* _About this task_: Reproduce all of the data exactly. Images are not to appear in the reply.

--- Provided entries ---

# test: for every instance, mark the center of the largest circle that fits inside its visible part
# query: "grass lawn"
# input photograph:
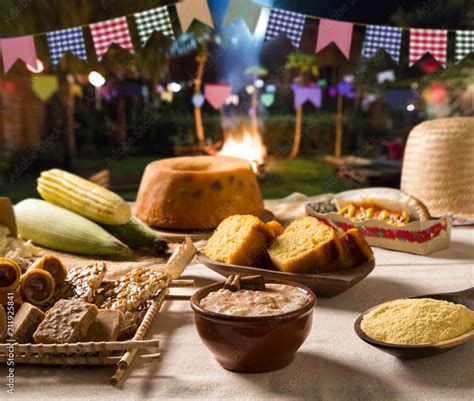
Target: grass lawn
(308, 176)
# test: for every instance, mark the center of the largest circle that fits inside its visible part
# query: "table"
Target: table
(333, 364)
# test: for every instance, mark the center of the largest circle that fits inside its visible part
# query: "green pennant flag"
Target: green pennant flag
(44, 86)
(245, 9)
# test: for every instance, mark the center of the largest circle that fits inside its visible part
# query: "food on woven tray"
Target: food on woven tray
(83, 197)
(137, 234)
(57, 228)
(82, 283)
(134, 289)
(105, 327)
(417, 321)
(306, 246)
(26, 321)
(3, 325)
(309, 246)
(53, 265)
(66, 322)
(37, 286)
(10, 275)
(197, 192)
(22, 252)
(244, 300)
(393, 206)
(242, 240)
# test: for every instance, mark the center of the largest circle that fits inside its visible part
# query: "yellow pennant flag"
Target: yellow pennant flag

---

* _Response to the task_:
# test: for every instance, mark the center of the largest circle that fits inside its visible part
# query: "grass lawn"
# input photograph:
Target: grass lawn
(308, 176)
# test: for every instance, mark the center of the largest circle that fits inside its visible part
# query: "table"
Target: table
(333, 364)
# test: for every instance, mark the center of the largest circle that fits inside its visible part
# query: "green pennant flag"
Target: green pennant flag
(44, 86)
(245, 9)
# test: for every instance, mark the center of the largest circle that fits inside its visible part
# query: "food on woven tray"
Target: food on woven tray
(83, 197)
(137, 234)
(57, 228)
(82, 283)
(134, 289)
(105, 327)
(417, 321)
(306, 246)
(26, 321)
(3, 325)
(309, 246)
(53, 265)
(66, 322)
(37, 286)
(10, 275)
(197, 192)
(22, 252)
(244, 300)
(393, 206)
(242, 240)
# test: for every instance, mark the center of the largest circle that fits inside its visible part
# query: "yellow pennant flag"
Target: yellow pennant flag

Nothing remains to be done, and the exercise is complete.